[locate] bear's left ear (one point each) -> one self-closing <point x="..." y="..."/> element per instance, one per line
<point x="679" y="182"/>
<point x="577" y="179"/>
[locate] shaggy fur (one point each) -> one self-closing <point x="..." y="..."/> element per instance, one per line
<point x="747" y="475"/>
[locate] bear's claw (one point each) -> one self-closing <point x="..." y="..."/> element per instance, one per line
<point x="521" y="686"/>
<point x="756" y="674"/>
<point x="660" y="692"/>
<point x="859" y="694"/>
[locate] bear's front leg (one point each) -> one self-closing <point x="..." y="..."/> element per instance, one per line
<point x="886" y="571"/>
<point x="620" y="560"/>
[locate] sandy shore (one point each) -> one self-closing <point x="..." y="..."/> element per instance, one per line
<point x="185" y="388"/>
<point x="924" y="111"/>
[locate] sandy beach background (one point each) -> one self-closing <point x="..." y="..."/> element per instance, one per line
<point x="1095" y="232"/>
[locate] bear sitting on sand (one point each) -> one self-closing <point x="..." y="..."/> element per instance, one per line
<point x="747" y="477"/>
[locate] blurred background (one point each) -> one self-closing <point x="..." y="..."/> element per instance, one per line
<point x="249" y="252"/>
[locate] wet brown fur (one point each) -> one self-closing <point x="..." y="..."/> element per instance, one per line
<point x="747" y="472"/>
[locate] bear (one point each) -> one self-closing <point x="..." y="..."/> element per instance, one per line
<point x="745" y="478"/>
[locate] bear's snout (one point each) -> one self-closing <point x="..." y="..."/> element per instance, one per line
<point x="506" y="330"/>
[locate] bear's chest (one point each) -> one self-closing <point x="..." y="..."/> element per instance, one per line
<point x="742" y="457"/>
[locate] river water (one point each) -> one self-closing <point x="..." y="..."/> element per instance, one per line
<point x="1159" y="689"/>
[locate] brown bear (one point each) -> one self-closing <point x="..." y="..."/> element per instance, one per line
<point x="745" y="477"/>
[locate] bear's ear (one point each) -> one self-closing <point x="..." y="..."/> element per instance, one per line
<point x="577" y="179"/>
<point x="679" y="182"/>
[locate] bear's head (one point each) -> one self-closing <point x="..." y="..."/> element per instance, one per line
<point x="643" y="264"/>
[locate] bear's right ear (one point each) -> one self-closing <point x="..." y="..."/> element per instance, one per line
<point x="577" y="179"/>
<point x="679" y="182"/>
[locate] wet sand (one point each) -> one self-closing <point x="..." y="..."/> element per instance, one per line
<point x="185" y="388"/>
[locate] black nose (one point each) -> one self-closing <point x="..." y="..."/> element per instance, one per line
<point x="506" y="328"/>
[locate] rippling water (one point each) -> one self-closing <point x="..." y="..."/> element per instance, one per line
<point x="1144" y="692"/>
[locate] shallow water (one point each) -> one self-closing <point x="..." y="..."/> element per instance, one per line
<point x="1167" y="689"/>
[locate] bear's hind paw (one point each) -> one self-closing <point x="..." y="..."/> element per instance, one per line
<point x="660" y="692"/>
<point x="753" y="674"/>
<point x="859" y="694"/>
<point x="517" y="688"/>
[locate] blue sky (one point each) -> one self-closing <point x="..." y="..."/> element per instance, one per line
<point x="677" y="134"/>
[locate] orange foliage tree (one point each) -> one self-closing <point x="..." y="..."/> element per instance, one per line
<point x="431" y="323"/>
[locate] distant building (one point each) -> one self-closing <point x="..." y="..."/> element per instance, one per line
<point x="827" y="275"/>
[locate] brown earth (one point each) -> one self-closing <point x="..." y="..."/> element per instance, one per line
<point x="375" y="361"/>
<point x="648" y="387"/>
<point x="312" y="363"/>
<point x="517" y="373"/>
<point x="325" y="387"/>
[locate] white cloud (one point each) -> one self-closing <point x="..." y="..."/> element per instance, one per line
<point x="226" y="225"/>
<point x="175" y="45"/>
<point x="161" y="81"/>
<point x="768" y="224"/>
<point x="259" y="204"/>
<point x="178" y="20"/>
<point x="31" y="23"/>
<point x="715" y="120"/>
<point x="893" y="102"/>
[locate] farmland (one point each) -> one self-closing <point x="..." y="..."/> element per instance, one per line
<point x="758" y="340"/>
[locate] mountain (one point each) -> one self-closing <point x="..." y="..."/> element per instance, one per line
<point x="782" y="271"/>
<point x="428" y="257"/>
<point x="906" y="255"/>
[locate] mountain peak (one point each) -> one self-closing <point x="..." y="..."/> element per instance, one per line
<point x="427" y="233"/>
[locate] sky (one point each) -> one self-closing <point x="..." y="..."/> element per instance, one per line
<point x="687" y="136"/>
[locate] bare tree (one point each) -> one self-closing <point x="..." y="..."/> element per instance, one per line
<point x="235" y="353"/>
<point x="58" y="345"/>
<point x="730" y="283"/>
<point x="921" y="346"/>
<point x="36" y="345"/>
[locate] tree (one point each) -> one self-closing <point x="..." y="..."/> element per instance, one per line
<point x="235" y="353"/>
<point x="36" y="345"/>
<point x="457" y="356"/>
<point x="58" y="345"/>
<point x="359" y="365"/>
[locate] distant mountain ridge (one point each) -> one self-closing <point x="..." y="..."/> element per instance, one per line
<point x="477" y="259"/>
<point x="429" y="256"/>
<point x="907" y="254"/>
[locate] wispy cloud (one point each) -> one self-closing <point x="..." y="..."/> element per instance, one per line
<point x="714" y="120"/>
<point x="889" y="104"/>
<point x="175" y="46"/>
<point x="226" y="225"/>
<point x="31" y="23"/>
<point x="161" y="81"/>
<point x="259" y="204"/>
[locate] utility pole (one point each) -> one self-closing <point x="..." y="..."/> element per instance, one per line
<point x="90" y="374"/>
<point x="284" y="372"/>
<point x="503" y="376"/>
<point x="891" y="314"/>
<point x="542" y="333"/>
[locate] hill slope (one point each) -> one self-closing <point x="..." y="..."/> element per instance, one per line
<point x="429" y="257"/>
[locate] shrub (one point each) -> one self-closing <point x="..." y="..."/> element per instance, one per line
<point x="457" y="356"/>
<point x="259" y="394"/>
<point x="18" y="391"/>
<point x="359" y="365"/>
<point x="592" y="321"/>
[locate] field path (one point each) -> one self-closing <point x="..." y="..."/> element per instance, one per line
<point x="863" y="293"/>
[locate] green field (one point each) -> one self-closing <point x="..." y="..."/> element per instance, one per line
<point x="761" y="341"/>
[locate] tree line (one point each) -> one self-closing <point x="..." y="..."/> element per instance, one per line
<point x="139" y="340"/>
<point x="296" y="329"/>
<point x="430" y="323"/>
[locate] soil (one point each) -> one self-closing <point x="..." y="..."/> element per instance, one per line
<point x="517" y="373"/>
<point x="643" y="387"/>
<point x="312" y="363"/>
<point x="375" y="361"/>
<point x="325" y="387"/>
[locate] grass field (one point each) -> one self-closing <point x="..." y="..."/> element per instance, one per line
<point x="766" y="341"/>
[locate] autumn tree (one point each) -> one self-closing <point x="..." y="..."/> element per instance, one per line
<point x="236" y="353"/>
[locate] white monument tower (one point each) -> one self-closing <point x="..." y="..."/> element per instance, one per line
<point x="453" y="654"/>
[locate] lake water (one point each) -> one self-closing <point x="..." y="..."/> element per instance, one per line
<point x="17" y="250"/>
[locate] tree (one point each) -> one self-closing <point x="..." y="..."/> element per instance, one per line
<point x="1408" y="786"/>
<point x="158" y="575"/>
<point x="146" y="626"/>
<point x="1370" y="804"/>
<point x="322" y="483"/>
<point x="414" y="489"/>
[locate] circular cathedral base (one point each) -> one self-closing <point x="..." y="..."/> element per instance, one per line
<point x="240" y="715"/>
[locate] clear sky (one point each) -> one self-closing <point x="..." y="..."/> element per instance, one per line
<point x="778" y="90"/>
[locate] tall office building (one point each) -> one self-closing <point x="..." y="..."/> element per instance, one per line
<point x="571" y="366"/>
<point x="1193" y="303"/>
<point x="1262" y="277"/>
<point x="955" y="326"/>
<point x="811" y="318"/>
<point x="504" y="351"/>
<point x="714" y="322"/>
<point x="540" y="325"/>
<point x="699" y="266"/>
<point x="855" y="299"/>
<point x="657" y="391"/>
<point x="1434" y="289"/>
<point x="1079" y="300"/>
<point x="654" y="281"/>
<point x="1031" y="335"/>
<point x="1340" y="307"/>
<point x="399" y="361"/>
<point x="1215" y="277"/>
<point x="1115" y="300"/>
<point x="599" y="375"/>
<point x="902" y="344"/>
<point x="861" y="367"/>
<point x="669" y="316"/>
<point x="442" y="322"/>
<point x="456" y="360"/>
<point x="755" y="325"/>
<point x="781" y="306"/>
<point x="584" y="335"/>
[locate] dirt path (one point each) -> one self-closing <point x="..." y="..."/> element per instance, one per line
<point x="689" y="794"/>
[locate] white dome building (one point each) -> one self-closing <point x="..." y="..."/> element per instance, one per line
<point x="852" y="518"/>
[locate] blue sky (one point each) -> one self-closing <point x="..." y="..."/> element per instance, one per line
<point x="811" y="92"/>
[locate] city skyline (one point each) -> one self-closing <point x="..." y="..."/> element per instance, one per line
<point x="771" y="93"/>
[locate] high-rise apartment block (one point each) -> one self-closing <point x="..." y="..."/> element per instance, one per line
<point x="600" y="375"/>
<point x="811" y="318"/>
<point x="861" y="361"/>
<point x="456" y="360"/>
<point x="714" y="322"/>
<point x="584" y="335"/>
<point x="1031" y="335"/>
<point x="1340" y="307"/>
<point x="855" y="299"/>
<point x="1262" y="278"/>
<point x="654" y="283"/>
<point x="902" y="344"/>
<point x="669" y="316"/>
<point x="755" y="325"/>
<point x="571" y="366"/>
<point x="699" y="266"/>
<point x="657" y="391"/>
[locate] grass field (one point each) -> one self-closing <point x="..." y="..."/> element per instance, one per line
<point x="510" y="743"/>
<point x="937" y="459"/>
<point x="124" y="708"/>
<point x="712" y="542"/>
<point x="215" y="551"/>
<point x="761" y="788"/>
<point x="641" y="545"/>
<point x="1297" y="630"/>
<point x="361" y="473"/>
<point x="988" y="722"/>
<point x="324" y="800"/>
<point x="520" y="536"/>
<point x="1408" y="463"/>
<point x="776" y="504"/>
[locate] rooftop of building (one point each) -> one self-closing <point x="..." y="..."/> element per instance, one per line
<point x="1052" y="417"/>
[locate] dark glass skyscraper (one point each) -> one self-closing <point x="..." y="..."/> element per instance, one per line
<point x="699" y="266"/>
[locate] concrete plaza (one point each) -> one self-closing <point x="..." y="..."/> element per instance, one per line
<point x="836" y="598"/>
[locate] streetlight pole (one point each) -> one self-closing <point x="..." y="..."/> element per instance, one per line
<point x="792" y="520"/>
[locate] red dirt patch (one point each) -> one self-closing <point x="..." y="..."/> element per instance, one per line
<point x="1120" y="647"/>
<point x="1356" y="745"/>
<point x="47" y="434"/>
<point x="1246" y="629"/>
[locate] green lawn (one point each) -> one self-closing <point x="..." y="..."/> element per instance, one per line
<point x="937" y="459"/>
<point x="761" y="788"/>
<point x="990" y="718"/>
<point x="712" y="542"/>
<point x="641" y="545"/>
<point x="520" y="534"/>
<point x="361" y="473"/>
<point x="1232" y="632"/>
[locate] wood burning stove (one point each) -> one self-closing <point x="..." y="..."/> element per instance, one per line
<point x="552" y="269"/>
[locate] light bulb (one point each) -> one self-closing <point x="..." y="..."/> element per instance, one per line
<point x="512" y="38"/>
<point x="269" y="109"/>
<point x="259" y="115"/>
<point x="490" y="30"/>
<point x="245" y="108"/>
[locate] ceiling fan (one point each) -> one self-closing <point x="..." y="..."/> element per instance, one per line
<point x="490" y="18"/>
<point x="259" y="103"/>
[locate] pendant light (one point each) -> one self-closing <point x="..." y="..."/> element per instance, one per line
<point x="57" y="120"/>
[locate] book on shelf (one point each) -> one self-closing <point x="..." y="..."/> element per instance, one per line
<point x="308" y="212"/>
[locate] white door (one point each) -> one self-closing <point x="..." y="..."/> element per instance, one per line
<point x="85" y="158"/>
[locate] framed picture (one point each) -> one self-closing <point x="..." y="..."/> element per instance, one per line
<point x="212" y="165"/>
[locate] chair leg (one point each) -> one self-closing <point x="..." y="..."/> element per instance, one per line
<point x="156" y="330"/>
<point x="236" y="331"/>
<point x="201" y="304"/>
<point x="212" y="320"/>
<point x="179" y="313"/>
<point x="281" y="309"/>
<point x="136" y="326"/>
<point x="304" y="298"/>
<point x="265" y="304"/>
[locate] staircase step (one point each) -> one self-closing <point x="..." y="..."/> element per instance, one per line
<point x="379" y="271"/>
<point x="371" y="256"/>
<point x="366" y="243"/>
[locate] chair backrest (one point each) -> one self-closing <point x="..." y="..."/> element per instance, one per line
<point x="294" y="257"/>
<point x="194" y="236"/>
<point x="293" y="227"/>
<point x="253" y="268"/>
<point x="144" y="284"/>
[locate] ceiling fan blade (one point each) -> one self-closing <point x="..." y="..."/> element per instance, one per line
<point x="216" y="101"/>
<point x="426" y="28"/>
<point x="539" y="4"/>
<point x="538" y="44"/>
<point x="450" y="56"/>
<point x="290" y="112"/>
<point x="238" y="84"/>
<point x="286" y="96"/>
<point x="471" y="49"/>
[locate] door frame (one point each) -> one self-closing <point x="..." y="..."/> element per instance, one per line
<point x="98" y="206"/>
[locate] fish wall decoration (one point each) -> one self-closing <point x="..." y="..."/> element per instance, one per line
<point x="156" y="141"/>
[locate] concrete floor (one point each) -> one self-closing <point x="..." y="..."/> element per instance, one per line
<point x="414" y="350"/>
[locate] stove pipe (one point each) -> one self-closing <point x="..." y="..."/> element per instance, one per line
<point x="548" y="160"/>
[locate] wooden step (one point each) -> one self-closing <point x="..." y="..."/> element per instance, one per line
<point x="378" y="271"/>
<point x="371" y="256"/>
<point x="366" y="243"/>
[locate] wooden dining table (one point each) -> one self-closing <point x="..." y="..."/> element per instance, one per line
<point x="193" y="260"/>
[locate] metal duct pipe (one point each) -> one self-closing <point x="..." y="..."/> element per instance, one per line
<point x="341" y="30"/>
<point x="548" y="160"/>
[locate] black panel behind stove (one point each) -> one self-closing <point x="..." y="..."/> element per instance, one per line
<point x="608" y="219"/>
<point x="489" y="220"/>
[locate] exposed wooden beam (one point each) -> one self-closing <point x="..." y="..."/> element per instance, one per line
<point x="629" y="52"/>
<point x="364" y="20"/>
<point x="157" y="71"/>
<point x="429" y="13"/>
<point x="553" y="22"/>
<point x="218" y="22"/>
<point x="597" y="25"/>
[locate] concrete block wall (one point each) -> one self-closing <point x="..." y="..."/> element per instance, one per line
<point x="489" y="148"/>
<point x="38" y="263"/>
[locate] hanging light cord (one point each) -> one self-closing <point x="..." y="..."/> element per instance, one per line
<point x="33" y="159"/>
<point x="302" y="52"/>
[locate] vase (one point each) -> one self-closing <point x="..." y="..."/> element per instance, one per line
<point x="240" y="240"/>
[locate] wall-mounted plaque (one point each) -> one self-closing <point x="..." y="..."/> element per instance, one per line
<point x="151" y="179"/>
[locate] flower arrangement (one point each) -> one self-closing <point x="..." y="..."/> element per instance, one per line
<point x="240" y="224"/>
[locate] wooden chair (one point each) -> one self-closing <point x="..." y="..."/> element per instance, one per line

§

Set problem → Quote every line from the line containing "[locate] exposed wooden" through the closing line of the listing, including both.

Full response →
[locate] exposed wooden beam (one point each) -> one self-closing <point x="..." y="..."/> element per instance, one per line
<point x="629" y="52"/>
<point x="364" y="20"/>
<point x="157" y="71"/>
<point x="429" y="13"/>
<point x="553" y="22"/>
<point x="218" y="22"/>
<point x="597" y="25"/>
[locate] concrete block wall (one point each) -> one self-closing <point x="..." y="..."/> element per instance, one per line
<point x="489" y="148"/>
<point x="38" y="263"/>
[locate] hanging light cord (one point each) -> one self-closing <point x="..." y="..."/> element per instance, one per line
<point x="33" y="159"/>
<point x="302" y="52"/>
[locate] vase (one point each) -> one self-closing <point x="..." y="..."/> element per instance, one per line
<point x="240" y="240"/>
[locate] wall-mounted plaque (one point each) -> one self-closing <point x="..." y="..."/> element per instance, one per line
<point x="151" y="179"/>
[locate] flower arrangement (one point each) -> one self-closing <point x="..." y="..."/> element per instance, one per line
<point x="240" y="224"/>
[locate] wooden chair (one point each) -> one self-closing <point x="..." y="..."/> element per instance, one per line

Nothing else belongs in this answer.